- _EXCERPTED TEXT_
--------------------------------------------------
The imperative to tackle our contribution to climate change is driving activity towards the energy transition faster than most of us thought possible.
This acceleration towards net zero carbon emissions will underpin a significant number of BGF’s investments in the UK next year and is likely to be one of the defining investment themes of the next decade.
The recent exit of BGF investee company, 3Sun Group, to Australian-listed Worley Ltd underlines the trend for larger companies, typically associated with oil and gas, to acquire renewable expertise to drive their own transitions.
Specialists in the installation, operation and maintenance of offshore wind farms, 3Sun played a major role in Vattenfall’s windfarm in Aberdeen bay, alongside remotely operated subsea vehicle services company, ROVOP, which is also one of BGF’s investments.
Offshore wind represents a large part of the net zero solution in the UK, where our 9.3GW of installed offshore wind capacity is more than any other country in the world. Further significant investment is planned for the next 10 years with 4.4GW in construction and a further 7GW commissioned. The Climate Change Committee report notes a target of 75GW by 2050 which will make it a huge industry.
As a result, we are seeing a number of entrepreneurial businesses developing innovative solutions to exploit the renewables opportunity.
The common denominator among these companies is their successful transfer of expertise from oil and gas to renewables, and vice-versa. Not only does it make commercial sense to diversify, it is also becoming a necessity as we seek to reduce our reliance on fossil fuels to tackle climate change.
Public opinion on climate change is having a major impact on government policy, but also on investment decisions.
While we are seeing companies in the oil and gas sector reporting stronger results, this increase in sentiment around climate change has had a noticeable impact on the appetite of many investors overall, meaning that funding is becoming harder to secure.
But with global energy demand not expected to peak until 2030, oil and gas remains a substantial part of the energy mix.
In the early 2000s, the UK was a net exporter of energy. In 2018, we imported 36% of our energy requirements. Recent government figures show that, even by 2035, oil and gas will still be required for up to two thirds of our primary energy demand. Locally produced oil and gas has a lower carbon footprint than imports and, at the same time, delivers significant economic benefit to the UK through jobs, exports and taxes. Maximising domestic production and minimising imports is therefore part of the solution.
At the same time, we must also look to build the infrastructure to capture and dispose of the emissions. Oil and gas skills, expertise and capabilities can develop the technology and infrastructure from energy integration and renewables through to hydrogen and CCUS. Indeed, this industry will be a key driver of the energy transition.
--------------------------------------------------
- _EXTRACTED DATA_
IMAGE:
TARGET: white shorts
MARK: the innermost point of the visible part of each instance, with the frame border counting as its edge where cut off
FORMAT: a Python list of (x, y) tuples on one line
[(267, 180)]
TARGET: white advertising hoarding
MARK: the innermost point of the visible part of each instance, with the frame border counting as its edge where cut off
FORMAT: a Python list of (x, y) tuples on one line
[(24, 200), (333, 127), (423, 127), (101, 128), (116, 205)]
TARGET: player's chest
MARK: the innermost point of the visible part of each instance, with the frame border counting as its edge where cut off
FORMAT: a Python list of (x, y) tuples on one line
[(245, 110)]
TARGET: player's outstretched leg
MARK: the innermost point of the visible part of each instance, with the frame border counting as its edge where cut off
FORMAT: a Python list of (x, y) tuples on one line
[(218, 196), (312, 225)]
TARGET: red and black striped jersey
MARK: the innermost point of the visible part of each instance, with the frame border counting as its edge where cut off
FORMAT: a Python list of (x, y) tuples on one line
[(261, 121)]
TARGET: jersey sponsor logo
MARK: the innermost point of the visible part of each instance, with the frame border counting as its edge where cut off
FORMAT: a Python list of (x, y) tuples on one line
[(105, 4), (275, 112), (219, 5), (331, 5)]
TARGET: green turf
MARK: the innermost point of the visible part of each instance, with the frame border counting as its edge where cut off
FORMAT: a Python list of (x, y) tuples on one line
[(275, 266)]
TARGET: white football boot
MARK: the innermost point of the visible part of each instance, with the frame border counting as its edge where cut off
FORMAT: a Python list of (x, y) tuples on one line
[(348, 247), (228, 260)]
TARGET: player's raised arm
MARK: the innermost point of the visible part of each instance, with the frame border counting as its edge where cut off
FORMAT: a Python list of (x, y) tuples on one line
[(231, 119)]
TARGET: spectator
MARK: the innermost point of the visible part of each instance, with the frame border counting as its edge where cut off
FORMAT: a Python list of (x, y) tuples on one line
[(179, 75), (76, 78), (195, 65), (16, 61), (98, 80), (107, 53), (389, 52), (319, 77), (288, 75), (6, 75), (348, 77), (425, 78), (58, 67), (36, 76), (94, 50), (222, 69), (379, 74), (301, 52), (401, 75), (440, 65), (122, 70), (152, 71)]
--------------------------------------------------
- _TASKS TO COMPLETE_
1. In the text on the energy transition, write out the passage starting with "In the early" and going on through "of the solution.", substituting "employment" for "jobs".
2. According to the text on the energy transition, what share of its energy requirements did the UK import in 2018?

- _SOLUTIONS TO THE EXERCISE_
1.
In the early 2000s, the UK was a net exporter of energy. In 2018, we imported 36% of our energy requirements. Recent government figures show that, even by 2035, oil and gas will still be required for up to two thirds of our primary energy demand. Locally produced oil and gas has a lower carbon footprint than imports and, at the same time, delivers significant economic benefit to the UK through employment, exports and taxes. Maximising domestic production and minimising imports is therefore part of the solution.

2. 36%